Every entry below should be printed exactly.

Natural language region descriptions
§

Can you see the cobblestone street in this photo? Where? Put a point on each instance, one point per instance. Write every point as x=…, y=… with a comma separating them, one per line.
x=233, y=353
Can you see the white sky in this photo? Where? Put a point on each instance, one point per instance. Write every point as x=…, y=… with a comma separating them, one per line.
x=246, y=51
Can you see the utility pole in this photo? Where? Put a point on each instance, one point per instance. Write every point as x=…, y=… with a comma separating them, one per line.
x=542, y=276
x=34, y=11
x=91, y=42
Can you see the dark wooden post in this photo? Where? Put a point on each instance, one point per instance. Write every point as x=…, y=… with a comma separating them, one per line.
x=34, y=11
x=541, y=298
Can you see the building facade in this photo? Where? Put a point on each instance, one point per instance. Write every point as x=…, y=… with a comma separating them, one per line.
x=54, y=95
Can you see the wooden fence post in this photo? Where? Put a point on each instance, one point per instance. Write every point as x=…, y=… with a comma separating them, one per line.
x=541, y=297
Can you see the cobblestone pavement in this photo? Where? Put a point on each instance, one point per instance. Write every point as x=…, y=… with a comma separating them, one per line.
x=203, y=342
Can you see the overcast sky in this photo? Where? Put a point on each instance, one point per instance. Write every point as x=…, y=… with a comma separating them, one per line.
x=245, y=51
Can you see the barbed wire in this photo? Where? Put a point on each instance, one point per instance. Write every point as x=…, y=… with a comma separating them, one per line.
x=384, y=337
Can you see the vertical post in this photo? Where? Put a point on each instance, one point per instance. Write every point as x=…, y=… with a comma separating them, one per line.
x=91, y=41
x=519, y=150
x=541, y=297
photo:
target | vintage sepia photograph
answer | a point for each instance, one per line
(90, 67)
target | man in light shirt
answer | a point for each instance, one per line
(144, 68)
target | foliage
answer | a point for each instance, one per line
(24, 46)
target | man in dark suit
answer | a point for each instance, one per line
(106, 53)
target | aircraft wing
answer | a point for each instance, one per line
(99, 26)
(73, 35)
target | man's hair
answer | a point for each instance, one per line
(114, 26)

§

ANSWER AREA:
Can you see the cobblestone street in this photo? Where? Put a point on each instance, one point per instance. Write every point as x=…, y=… with a comma separating them, one per line.
x=233, y=353
Can you see the white sky in this photo? Where? Put a point on each instance, one point per instance. Write every point as x=…, y=… with a comma separating them, one per line.
x=246, y=51
Can you see the utility pole in this photo? Where? Put a point on each instance, one point per instance. Write every point as x=…, y=… with a comma separating them, one per line.
x=542, y=276
x=34, y=11
x=91, y=42
Can you see the dark wooden post in this photo? Where? Put a point on each instance, one point per instance. Write every point as x=…, y=… with a comma separating them, one per line.
x=34, y=11
x=541, y=298
Can you see the building facade in this photo? Where? Put a point on each instance, one point per instance. Write every point as x=…, y=… with a comma separating them, one per line.
x=54, y=95
Can you see the wooden fence post in this photo? Where? Put a point on each instance, one point per instance. Write every point as x=…, y=… with a comma separating them, one per line.
x=541, y=297
Can you see the cobblestone pavement in this photo? Where? Put a point on each instance, one point per instance. Write every point as x=…, y=… with a comma separating them, one per line.
x=203, y=342
Can you see the overcast sky in this photo? Where? Put a point on each instance, one point per instance. Write every point as x=…, y=… with a comma separating them, one per line.
x=245, y=51
Can you see the barbed wire in this photo? Where? Put a point on each instance, one point per instance. Write every point as x=…, y=… with a comma separating them, one per line.
x=384, y=337
Can you see the vertical post in this photo? Where? Put a point on each instance, one point per instance. Write every point as x=…, y=… with a comma separating them, one per line.
x=91, y=41
x=519, y=150
x=541, y=297
photo:
target | vintage sepia photograph
answer | a point for each instance, one per line
(90, 67)
target | man in light shirt
answer | a point for each instance, one per line
(144, 68)
target | foliage
answer | a point for each instance, one per line
(24, 46)
target | man in dark suit
answer | a point for each instance, one per line
(106, 53)
target | aircraft wing
answer | a point for each instance, one per line
(99, 26)
(73, 35)
target | man's hair
answer | a point for each instance, one per line
(114, 26)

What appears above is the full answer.